** Opening Selected excerpt block **

More than 80% of the world’s poorest will live in fragile contexts by 2030, making the fragility agenda central to the Leave No One Behind and Agenda 2030 discussions. In addition, climate change is a major risk in achieving the Sustainable Development Goals, with forecasts for climate-induced migration varying from 25 million – 1 billion by 2050. Add to these the countless conflicts and wars around the world, and now a global pandemic and recession. The world is called to solidarity and all actors need to act more coherently. Could the nexus approach bring together actors working in different fields and through different modalities to deliver humanitarian response and development interventions all the way to achieving peace and sustainable development?

The concept of the humanitarian-peace-development nexus is not new but its operationalization is something that the international community continues to struggle with. What’s new since its inception is that right now, the discussion of the nexus is buoyed by its connection to central processes of the United Nations (UN) – the UN reform, the SDGs, the Grand Bargain and the Comprehensive Refugee Response Framework (CRRF), involvement of the World Bank in the peace and development arena, and the recent DAC Recommendation on Humanitarian-Peace-Development Nexus. These drivers increase the likelihood of this concept being implemented. At the same time, there exist other actors and other cooperation modalities that address issues of conflict, fragility and climate change. Hence, the interest to look into the role of aid, coherence among actors, and the dynamics with cooperation modalities, particularly triangular cooperation in addressing (a) conflicts and fragility, (b) climate change/climate emergency, and (c) the unfolding COVID-19 global pandemic.

** Closing Selected excerpt block **

▶ Work instruction A: Set down, word for word, the part of the text on the humanitarian-peace-development nexus that opens with the words containing "More than 80%" and closes with "and sustainable development?".
▶ Work instruction B: According to the text on the humanitarian-peace-development nexus, what share of the world's poorest will live in fragile contexts by 2030?

** Opening Record set block **

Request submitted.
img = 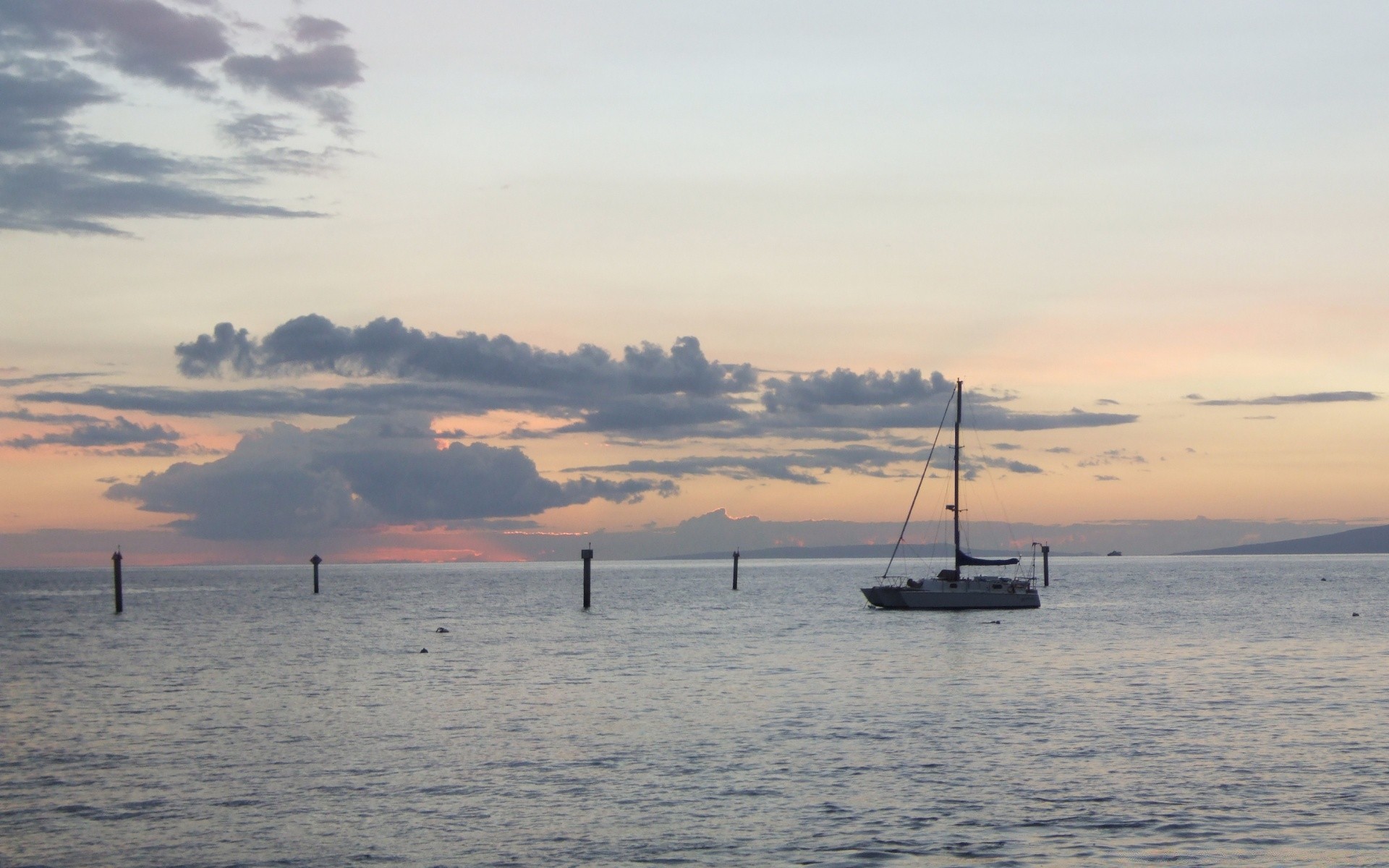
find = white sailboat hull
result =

** Closing Record set block **
** Opening Record set block **

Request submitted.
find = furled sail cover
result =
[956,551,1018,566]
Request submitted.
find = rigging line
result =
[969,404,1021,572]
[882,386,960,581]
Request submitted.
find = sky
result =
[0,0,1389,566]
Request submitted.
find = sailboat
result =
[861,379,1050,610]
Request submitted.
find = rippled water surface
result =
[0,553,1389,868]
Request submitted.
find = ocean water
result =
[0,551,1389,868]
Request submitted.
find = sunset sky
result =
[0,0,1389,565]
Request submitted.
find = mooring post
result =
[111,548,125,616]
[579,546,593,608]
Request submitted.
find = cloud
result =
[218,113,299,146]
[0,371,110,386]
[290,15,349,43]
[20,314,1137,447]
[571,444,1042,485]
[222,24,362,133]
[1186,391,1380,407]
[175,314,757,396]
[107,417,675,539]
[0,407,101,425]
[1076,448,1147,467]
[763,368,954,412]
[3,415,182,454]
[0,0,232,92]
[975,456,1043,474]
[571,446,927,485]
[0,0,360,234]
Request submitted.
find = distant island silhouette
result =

** Closing Record set block **
** Opening Record set block **

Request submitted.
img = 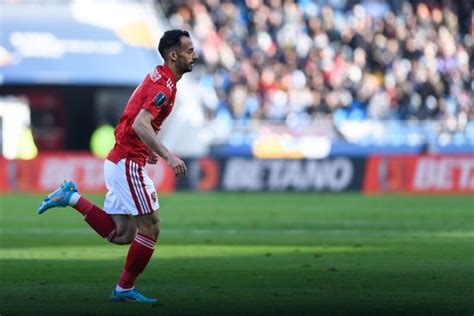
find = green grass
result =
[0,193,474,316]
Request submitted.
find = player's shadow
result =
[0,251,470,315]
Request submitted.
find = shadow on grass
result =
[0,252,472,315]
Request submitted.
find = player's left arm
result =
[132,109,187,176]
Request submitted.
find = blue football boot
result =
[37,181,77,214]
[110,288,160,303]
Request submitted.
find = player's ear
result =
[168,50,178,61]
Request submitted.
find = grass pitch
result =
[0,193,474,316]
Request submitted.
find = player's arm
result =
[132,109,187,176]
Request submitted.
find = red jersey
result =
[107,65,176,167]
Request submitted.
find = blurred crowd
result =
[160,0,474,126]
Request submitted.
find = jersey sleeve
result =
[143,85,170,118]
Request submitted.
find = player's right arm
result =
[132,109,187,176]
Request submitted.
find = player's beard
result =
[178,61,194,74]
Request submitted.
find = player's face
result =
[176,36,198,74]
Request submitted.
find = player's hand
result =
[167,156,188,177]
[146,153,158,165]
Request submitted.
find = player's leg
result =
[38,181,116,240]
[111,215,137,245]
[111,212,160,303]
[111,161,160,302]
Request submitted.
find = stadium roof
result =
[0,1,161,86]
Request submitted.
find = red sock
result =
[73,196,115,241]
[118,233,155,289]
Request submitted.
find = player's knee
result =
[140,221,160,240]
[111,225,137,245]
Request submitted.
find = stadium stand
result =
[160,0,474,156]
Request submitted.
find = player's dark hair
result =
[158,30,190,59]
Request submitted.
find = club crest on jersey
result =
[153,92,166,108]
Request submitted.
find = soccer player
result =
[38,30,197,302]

** Closing Record set block **

▶ Exercise response A:
More than 80% of the world’s poorest will live in fragile contexts by 2030, making the fragility agenda central to the Leave No One Behind and Agenda 2030 discussions. In addition, climate change is a major risk in achieving the Sustainable Development Goals, with forecasts for climate-induced migration varying from 25 million – 1 billion by 2050. Add to these the countless conflicts and wars around the world, and now a global pandemic and recession. The world is called to solidarity and all actors need to act more coherently. Could the nexus approach bring together actors working in different fields and through different modalities to deliver humanitarian response and development interventions all the way to achieving peace and sustainable development?

▶ Exercise response B: More than 80%